(Dataset rows on the locations of objects)
-- Begin --

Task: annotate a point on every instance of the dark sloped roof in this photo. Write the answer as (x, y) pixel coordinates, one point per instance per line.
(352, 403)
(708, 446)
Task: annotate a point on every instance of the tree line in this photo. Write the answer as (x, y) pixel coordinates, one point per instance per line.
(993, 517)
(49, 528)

-- End --
-- Begin --

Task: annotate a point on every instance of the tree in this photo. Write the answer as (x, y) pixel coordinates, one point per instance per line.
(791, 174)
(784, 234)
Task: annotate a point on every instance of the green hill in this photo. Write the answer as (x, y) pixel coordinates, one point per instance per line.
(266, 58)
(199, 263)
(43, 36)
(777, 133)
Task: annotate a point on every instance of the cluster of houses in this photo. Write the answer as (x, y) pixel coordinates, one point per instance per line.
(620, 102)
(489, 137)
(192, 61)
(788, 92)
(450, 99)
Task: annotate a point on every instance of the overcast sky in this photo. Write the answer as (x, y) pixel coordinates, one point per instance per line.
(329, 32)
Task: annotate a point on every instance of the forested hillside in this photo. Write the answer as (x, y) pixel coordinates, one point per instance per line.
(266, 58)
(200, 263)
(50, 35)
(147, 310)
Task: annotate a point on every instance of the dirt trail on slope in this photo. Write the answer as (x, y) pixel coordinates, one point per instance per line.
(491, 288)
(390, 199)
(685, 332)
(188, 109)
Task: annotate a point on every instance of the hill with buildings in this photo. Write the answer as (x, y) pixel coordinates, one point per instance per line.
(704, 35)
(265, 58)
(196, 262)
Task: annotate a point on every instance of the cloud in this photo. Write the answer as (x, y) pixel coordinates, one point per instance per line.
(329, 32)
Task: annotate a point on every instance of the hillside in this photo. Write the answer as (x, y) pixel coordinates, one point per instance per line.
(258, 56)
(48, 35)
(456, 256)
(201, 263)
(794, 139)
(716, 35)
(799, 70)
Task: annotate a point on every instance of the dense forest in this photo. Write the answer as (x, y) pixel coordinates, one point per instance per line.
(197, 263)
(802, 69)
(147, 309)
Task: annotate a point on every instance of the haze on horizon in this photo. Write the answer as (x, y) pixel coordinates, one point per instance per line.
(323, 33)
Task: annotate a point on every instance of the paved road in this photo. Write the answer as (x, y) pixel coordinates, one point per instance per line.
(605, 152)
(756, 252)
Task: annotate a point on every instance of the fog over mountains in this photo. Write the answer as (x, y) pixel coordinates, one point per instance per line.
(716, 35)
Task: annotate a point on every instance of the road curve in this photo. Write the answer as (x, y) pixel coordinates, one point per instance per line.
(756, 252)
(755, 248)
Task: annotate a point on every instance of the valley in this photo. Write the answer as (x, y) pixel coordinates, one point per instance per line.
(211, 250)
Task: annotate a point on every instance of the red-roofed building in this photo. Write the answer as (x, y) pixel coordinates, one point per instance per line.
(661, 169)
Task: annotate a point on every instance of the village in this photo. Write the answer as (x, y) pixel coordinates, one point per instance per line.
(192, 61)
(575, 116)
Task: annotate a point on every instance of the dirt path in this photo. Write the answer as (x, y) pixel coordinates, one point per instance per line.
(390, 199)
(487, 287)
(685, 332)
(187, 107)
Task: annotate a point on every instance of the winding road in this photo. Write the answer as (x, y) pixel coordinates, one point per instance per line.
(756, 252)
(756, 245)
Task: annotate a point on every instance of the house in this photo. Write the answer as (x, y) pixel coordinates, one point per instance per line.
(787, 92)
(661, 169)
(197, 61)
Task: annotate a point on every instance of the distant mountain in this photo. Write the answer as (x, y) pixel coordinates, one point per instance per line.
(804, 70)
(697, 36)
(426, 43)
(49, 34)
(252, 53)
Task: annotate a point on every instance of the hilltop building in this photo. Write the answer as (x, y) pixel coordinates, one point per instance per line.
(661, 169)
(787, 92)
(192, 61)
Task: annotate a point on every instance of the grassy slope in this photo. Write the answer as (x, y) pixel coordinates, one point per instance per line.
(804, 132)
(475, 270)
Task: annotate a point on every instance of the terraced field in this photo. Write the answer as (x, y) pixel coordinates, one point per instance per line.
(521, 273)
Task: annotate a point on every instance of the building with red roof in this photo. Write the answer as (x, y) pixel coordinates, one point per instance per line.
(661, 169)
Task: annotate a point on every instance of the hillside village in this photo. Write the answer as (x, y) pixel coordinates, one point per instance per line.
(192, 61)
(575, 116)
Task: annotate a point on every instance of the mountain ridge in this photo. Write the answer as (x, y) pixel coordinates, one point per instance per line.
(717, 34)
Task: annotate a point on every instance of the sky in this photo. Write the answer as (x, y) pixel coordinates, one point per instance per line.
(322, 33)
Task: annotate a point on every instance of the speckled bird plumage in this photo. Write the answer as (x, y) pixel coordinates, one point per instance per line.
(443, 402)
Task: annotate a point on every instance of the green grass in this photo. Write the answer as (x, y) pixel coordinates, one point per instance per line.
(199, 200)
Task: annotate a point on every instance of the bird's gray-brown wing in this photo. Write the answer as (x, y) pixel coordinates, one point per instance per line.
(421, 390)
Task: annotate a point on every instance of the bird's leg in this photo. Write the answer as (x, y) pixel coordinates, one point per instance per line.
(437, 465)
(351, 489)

-- End --
-- Begin --

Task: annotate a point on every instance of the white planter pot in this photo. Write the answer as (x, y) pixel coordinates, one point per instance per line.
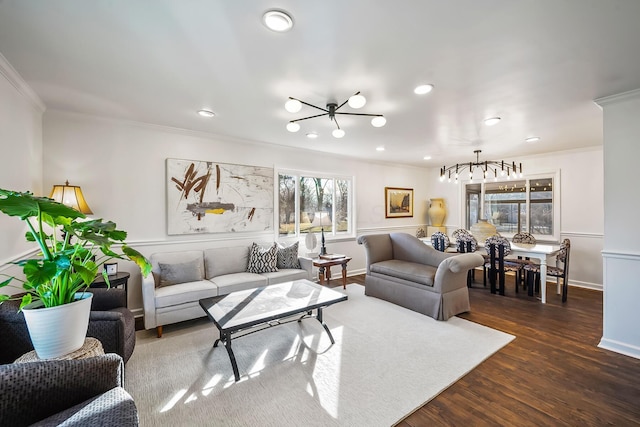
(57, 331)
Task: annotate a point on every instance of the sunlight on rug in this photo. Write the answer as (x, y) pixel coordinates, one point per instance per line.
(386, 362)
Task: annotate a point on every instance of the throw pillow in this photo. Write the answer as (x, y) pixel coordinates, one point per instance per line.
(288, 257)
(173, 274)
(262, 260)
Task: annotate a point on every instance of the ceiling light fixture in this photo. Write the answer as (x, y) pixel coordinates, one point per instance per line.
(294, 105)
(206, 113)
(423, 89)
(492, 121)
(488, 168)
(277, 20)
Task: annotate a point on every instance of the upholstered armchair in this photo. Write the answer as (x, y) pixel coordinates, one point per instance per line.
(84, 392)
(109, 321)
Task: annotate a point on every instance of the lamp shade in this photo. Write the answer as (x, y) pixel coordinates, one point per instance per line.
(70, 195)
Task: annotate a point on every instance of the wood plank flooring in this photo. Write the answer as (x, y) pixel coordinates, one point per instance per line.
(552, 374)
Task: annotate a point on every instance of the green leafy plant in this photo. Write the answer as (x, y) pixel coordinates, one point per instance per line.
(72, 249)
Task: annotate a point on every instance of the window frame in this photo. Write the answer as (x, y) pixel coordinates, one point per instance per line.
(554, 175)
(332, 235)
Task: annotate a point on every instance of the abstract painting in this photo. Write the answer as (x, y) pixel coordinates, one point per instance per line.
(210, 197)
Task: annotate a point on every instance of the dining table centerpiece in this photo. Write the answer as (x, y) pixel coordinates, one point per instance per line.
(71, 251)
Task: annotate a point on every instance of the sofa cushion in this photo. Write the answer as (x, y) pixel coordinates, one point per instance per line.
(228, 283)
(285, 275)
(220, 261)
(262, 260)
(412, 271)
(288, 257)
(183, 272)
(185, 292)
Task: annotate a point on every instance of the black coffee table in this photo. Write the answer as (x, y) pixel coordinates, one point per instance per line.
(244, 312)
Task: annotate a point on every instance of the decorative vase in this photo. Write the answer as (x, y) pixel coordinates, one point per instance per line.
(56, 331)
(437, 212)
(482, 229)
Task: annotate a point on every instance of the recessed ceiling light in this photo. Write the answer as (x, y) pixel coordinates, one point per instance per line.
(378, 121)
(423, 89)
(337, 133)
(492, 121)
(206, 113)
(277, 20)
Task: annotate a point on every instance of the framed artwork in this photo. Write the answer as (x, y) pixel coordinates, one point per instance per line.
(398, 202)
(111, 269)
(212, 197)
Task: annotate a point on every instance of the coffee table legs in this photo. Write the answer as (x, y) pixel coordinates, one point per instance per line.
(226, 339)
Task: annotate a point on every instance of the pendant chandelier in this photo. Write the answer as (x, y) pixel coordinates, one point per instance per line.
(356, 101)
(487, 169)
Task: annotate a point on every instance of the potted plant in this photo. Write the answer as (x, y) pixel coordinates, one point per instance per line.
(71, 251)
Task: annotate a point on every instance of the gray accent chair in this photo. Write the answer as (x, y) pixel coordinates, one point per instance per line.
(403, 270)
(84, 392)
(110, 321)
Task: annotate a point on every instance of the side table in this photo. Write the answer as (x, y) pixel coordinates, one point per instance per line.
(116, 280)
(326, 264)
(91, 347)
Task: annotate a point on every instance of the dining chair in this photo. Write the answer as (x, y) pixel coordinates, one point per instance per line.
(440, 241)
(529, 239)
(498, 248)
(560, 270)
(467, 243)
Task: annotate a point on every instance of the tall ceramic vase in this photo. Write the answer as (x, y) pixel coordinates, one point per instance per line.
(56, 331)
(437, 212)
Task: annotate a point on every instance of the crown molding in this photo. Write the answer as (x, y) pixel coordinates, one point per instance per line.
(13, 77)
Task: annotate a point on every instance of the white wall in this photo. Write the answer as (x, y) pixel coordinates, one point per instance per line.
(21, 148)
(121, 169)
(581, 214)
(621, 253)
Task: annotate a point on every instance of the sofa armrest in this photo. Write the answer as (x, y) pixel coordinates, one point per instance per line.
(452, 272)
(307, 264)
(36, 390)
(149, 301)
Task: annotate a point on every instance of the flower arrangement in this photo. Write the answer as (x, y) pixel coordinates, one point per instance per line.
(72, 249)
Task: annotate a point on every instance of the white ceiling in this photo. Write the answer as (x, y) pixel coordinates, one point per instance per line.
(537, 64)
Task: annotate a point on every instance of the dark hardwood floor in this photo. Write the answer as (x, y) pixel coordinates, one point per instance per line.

-- End --

• Instructions for the task:
Extract the entries above verbatim, from the line containing "Task: annotate a point on every instance of the dining chair" to the line containing "Task: annotate a point on every instance of the dark hardwood", including both of those lines.

• Task solution:
Task: annotate a point on every instance of the dining chair in this photo. Write the answer as (x, y) pixel coordinates, one point per instance per line.
(440, 241)
(529, 239)
(498, 248)
(560, 270)
(467, 243)
Task: annotate a point on every instance of the tall ceramic vase in this photo. Write the answer as (x, y) pixel coordinates, one point per instance per line.
(56, 331)
(437, 212)
Task: annotate a point on every instance of the crown molding in this photo. Write the answer as (x, y) pixel coordinates, one point per instance per line.
(13, 77)
Task: annotate a point on every instance of the white wall in this photo. Write the answer as (x, y) pixel coordinates, one point per instance per line.
(21, 148)
(121, 169)
(581, 214)
(621, 253)
Task: annotate a point on every instance of the sofa armrest in this photo. Write the answer as (x, y) pixel coordinates, one point per instance per line.
(452, 272)
(307, 264)
(36, 390)
(149, 301)
Task: annotate a point on every instance of the flower arrangement in this photo. Write the answer as (x, y) pixel coordinates, one point per instance per line.
(72, 249)
Task: annotate a point on every instance of the white ceiling in this photo. Write the answer as (x, y) pixel coordinates, one point per instance per line.
(537, 64)
Task: annotate a point on every instance of the dark hardwood floor in this photo. Write the answer as (x, y) pixel coordinates, one point per instance per line.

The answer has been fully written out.